WHAT IS EXPECTED =
Quote the lines below word for word, from the first one through the line that contains "x=722 y=306".

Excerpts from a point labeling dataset
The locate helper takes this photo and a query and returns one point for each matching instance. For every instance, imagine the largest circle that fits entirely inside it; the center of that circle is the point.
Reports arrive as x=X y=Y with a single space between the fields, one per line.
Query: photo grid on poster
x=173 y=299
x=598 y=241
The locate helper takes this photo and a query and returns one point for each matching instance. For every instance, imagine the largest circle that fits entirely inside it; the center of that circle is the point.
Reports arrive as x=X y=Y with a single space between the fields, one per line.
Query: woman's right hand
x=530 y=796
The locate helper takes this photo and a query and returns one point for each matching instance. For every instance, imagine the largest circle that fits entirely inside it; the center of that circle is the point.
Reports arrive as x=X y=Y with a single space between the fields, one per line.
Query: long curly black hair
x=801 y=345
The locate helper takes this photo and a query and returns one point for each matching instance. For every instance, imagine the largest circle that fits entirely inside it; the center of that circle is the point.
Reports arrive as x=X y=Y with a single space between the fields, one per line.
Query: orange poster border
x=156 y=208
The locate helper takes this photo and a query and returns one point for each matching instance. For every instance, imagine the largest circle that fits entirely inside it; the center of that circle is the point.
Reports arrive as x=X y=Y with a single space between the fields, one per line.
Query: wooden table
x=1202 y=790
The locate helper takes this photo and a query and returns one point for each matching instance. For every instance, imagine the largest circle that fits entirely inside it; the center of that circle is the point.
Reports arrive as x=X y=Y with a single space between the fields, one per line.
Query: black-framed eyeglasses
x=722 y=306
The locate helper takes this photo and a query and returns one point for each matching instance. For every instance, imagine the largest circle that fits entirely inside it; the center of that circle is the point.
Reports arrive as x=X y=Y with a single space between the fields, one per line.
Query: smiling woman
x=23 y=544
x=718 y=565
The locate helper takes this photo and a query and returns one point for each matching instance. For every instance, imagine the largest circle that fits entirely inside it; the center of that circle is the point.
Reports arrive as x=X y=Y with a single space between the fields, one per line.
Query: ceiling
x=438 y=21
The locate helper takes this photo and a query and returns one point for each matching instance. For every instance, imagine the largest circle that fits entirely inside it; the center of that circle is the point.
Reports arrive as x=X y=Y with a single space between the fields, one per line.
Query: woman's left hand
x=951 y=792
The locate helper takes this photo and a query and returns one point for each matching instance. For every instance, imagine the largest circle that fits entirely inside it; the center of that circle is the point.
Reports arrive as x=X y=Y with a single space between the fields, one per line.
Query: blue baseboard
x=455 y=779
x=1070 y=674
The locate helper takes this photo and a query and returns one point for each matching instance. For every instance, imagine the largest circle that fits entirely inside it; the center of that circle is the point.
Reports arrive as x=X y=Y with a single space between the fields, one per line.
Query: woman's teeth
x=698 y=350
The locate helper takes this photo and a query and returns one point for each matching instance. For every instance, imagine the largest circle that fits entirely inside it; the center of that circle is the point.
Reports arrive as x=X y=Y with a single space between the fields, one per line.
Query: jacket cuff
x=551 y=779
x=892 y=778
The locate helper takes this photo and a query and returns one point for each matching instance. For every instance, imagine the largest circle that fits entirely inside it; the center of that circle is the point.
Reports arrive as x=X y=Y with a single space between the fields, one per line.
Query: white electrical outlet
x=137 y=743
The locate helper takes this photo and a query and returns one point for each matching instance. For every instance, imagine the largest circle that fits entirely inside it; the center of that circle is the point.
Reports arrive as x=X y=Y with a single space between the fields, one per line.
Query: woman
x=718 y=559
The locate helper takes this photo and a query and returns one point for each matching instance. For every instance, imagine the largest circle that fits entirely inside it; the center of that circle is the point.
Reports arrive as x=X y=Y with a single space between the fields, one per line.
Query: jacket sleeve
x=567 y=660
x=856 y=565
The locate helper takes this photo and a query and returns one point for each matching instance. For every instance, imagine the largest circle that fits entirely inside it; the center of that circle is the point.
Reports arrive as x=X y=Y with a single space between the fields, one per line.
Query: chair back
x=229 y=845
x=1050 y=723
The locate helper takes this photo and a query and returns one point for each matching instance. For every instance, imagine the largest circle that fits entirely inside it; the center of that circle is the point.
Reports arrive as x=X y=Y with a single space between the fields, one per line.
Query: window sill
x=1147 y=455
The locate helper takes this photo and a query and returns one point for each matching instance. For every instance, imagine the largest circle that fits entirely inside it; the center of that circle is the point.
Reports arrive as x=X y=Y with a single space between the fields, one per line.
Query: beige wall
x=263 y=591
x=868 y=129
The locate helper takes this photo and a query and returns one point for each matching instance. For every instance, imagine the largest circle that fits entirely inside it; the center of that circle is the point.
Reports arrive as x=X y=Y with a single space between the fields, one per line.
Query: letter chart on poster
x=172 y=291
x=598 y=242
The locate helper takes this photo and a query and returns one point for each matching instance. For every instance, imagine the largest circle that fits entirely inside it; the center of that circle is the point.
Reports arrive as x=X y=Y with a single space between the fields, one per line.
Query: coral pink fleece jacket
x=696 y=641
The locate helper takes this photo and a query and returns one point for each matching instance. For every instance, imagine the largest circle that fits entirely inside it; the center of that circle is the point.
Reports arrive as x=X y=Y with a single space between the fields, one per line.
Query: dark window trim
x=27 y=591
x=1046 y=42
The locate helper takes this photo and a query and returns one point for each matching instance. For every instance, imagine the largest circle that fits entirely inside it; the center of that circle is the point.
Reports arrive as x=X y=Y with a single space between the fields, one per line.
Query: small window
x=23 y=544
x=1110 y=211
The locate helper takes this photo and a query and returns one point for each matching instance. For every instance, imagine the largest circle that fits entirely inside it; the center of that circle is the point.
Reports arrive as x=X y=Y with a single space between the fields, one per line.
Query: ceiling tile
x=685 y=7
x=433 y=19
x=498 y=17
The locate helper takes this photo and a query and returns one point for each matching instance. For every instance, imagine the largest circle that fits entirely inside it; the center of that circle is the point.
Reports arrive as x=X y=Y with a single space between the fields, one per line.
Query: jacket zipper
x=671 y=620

SOLUTION FOR THIS EXERCISE =
The locate helper takes this photo and a query and returns one point for each matching instance. For every instance, imagine the largest circle that fits entirely inside it; the center of that circle is the point.
Reports arrive as x=X y=Y with a single space between the fields, one per line.
Query: photo grid on poster
x=173 y=299
x=598 y=241
The locate helper takes this photo and a query and returns one point for each matching instance. For every instance, imagine the largest circle that fits entirely inside it; the center of that circle is the point.
Reports arrive as x=X y=Y with a single space between the fields, one per line.
Query: woman's right hand
x=530 y=796
The locate helper takes this photo and a query and returns one point for each matching instance. For every instance, imagine the largest circle that fits entirely inside it; the center of that circle is the point.
Reports arrive as x=X y=Y with a single space between the fields, one per line.
Query: long curly black hair
x=801 y=345
The locate helper takes this photo and a query and returns one point for each matching instance. For every instance, imagine the largest circle that fits entirely inside it; the center of that circle is the point.
Reports arrive as x=X y=Y with a single space between the fields, one per line.
Query: orange poster border
x=156 y=208
The locate helper takes this photo and a query and returns one point for each matching instance. For every instance, imagine the largest circle that fits entirely inside it; the center of that circle is the point.
Reports arrive as x=X y=Y with a single space between the fields, one per line.
Query: wooden table
x=1202 y=790
The locate helper takes this photo and a query and returns one point for each matching instance. For every instance, imagine the largest circle that fits entirely inside it; the center of that circle is the point.
Reports arrive as x=X y=Y with a single space between the fields, one per line.
Query: black-framed eyeglasses
x=722 y=306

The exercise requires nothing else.